* _PAGE EXCERPT_:
Re: Redoing eXclusive Page Frame Ownership (XPFO) with isolated CPUs in mind (for KVM to isolate its guests per CPU)

From: Linus Torvalds
Date: Mon Aug 20 2018 - 17:49:05 EST


On Mon, Aug 20, 2018 at 2:26 PM Konrad Rzeszutek Wilk
<konrad.wilk@xxxxxxxxxx> wrote:
>
> See eXclusive Page Frame Ownership (https://lwn.net/Articles/700606/) which was posted
> way back in in 2016..

Ok, so my gut feel is that the above was reasonable within the context
of 2016, but that the XPFO model is completely pointless and wrong in
the post-Meltdown world we now live in.

Why?

Because with the Meltdown patches, we ALREADY HAVE the isolated page
tables that XPFO tries to do.

They are just the normal user page tables.

So don't go around doing other crazy things.

All you need to do is to literally:

- before you enter VMX mode, switch to the user page tables

- when you exit, switch back to the kernel page tables

don't do anything else. You're done.

Now, this is complicated a bit by the fact that in order to enter VMX
mode with the user page tables, you do need to add the VMX state
itself to those user page tables (and add the actual trampoline code
to the vmenter too).

So it does imply we need to slightly extend the user mapping with a
few new patches, but that doesn't sound bad.

In fact, it sounds absolutely trivial to me.

The other thing you want to do is is the trivial optimization of "hey.

* _INFORMATION PROVIDED_:
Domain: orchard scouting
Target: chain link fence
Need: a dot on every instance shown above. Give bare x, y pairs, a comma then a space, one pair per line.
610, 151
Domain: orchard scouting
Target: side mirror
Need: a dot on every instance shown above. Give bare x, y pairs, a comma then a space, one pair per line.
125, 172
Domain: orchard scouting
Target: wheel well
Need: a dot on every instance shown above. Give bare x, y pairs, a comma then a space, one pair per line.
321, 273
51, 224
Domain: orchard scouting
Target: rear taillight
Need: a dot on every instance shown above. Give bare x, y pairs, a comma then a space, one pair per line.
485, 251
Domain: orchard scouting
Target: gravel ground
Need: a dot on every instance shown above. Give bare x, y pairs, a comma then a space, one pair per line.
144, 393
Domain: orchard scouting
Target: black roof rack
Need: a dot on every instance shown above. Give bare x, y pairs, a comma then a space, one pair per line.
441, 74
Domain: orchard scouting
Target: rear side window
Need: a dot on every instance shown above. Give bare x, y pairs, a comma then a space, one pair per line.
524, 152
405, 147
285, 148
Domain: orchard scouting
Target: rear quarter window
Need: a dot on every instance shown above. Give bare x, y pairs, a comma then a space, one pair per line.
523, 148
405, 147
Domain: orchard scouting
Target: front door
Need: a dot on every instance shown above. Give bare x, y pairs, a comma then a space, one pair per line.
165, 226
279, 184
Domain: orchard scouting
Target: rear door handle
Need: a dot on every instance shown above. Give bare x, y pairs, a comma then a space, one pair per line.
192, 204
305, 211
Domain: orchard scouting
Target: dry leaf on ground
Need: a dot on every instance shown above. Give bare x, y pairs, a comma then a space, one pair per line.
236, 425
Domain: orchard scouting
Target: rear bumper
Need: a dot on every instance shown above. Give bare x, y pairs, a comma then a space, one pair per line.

* _EXERCISES_:
- 1) According to the XPFO reply, what should be done before entering VMX mode?
- 2) Put this sentence from the XPFO reply into Spanish: "So it does imply we need to slightly extend the user mapping with a few new patches, but that doesn't sound bad."
- 3) Reproduce everything in the XPFO reply from "Ok, so my gut" down to "tries to do.".
The entries have nothing to do with the XPFO reply.

* _RESPONSES BY TASK_:
- 1) Switch to the user page tables.

- 2) Así que sí implica que necesitamos ampliar ligeramente el mapeo de usuario con unos cuantos parches nuevos, pero eso no suena mal.

- 3)
Ok, so my gut feel is that the above was reasonable within the context
of 2016, but that the XPFO model is completely pointless and wrong in
the post-Meltdown world we now live in.

Why?

Because with the Meltdown patches, we ALREADY HAVE the isolated page
tables that XPFO tries to do.